> Information given:

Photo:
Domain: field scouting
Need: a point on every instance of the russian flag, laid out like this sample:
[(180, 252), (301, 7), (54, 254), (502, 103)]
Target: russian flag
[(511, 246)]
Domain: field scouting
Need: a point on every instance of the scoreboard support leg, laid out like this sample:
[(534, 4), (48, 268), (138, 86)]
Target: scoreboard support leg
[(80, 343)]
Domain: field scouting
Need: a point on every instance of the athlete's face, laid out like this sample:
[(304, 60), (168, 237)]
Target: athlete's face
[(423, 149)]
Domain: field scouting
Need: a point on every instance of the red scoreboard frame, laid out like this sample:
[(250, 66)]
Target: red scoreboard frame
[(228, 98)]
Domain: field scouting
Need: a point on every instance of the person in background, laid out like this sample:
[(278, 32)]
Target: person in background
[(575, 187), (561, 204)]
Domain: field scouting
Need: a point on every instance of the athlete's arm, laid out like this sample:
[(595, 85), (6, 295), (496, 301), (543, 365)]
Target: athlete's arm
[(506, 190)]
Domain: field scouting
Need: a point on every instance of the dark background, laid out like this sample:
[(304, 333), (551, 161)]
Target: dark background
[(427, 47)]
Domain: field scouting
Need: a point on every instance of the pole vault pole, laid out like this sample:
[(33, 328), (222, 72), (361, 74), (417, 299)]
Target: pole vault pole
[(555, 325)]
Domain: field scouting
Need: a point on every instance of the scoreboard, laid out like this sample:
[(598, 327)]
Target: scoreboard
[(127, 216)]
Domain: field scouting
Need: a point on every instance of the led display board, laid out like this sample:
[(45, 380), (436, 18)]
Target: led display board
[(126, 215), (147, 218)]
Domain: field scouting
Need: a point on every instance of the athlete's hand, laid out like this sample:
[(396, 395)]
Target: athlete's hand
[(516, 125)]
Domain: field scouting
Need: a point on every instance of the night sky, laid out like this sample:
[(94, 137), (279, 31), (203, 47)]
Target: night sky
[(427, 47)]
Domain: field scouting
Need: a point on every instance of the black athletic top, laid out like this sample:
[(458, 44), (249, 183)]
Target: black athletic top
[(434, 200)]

> Stated problem: Count the lines in the listing above that contain the string "face", treating uppercase and lowercase as different, and give only the number.

> The result: 2